** 提示文 **
★ ★ ★ ★ ★ ★ ★

N=1から可能性をひらく人たち

デジタル解析で、
皮膚領域の未来を切り拓く

岩﨑 航太郎IWASAKI KOTARO

2017年入社
データサイエンス部/デジタルトランスレーショナルリサーチグループ/データサイエンス職
理学部 生物科学科 卒

兵庫県出身。生物が好きで理学部に進み、ウニの骨格形成を数理シミュレーションで研究。マルホの担当者の「ぜひ一緒に、人類の健康に貢献しよう」という言葉に心を動かされて入社を決意。薬学未経験ながら、実験、デジタル解析と実力を磨き、AI構築プロジェクトや分子シミュレーションへとフィールドを広げている。旺盛な好奇心で、患者さんへの貢献とマルホのデジタル強化を目指す。

★ ★ ★ ★ ★ ★ ★

** データセット **
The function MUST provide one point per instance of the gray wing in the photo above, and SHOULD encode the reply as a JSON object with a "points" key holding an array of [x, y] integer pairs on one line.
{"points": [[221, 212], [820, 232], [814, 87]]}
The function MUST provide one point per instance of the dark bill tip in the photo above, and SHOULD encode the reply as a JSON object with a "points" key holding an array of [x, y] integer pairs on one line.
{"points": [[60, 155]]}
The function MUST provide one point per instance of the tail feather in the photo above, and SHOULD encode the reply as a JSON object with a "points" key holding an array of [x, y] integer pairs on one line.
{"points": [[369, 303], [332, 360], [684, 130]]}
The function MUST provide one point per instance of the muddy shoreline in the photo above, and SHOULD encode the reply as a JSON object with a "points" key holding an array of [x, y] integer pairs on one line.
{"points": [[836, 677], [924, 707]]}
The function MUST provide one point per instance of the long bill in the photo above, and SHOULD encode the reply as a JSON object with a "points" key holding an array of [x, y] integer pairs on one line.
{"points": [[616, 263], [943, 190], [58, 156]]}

★ ★ ★ ★ ★ ★ ★

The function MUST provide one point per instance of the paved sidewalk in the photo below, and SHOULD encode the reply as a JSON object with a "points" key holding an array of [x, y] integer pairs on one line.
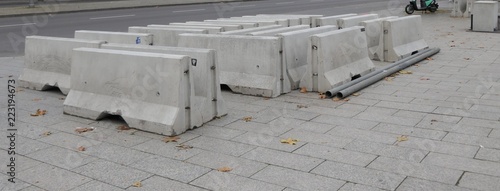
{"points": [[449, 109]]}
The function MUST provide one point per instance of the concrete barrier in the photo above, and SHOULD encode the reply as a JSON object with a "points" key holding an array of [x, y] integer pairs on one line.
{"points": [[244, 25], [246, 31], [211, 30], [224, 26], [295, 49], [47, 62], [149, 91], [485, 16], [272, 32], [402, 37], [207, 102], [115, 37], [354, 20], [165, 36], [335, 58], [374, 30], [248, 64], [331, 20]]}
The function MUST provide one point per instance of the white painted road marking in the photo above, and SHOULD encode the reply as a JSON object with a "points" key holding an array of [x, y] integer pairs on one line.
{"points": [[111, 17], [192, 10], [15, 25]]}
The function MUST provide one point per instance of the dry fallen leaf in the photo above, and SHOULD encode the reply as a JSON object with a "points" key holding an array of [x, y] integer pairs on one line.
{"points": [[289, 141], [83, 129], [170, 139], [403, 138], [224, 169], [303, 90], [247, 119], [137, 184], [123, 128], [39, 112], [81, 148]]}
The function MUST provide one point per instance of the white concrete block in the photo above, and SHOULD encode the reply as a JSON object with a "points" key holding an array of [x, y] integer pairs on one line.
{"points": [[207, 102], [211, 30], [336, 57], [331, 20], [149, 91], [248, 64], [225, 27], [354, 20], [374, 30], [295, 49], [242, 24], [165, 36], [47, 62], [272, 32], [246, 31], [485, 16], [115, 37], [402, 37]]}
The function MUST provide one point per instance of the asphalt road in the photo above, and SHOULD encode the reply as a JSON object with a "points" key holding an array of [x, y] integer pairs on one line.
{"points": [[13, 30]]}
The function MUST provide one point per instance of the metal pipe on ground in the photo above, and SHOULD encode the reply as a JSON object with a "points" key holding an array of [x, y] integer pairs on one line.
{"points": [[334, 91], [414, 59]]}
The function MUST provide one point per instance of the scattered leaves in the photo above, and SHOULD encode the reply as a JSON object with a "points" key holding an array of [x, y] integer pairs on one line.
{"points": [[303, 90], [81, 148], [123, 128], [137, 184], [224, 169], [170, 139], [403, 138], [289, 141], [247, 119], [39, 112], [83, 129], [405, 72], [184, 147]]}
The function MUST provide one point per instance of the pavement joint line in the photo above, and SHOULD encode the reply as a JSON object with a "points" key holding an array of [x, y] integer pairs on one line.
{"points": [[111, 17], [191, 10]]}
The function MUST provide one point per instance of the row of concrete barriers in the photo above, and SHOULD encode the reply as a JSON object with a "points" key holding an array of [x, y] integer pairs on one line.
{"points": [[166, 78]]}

★ ★ ★ ★ ★ ★ ★

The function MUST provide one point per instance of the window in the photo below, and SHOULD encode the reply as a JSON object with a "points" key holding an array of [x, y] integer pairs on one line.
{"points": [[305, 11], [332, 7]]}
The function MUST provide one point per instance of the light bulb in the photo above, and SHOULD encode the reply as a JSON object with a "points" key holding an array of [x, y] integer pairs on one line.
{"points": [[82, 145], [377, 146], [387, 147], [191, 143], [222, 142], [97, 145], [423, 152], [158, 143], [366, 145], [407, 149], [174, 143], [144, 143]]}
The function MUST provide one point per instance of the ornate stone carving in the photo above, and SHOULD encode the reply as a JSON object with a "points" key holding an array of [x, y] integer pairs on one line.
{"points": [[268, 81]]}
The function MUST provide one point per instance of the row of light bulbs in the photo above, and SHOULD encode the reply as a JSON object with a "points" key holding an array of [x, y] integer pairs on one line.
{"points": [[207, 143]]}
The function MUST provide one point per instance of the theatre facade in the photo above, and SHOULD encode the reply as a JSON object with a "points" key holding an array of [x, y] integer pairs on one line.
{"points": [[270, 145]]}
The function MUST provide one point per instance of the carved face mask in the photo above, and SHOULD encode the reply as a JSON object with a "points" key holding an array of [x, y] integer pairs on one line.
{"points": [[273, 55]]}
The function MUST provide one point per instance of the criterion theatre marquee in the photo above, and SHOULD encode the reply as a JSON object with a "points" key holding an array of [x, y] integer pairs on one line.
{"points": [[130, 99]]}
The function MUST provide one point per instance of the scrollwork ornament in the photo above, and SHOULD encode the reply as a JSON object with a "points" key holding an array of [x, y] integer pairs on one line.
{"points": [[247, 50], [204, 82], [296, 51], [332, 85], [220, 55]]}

★ ★ ★ ★ ★ ★ ★

** 作業内容 **
A - 提示文によると、岩﨑航太郎は大学で何を研究していたか。
B - 提示文の「兵庫県出身。生物が好きで理学」から「ルホのデジタル強化を目指す。」までをすべて、一字も変えずに書き写せ。
C - 次の(i)〜(iii)が提示文の内容と合うかどうかを「はい」か「いいえ」で答え、決め手となる提示文の語句をそのまま引用せよ。
(i) 岩﨑航太郎は2017年に入社した。
(ii) 岩﨑航太郎は薬学部を卒業している。
(iii) 岩﨑航太郎は入社前から薬学の経験があった。

** 実施結果 **
A - ウニの骨格形成を数理シミュレーションで研究していた。

B -
兵庫県出身。生物が好きで理学部に進み、ウニの骨格形成を数理シミュレーションで研究。マルホの担当者の「ぜひ一緒に、人類の健康に貢献しよう」という言葉に心を動かされて入社を決意。薬学未経験ながら、実験、デジタル解析と実力を磨き、AI構築プロジェクトや分子シミュレーションへとフィールドを広げている。旺盛な好奇心で、患者さんへの貢献とマルホのデジタル強化を目指す。

C -
(i) はい。「2017年入社」
(ii) いいえ。「理学部 生物科学科 卒」
(iii) いいえ。「薬学未経験ながら」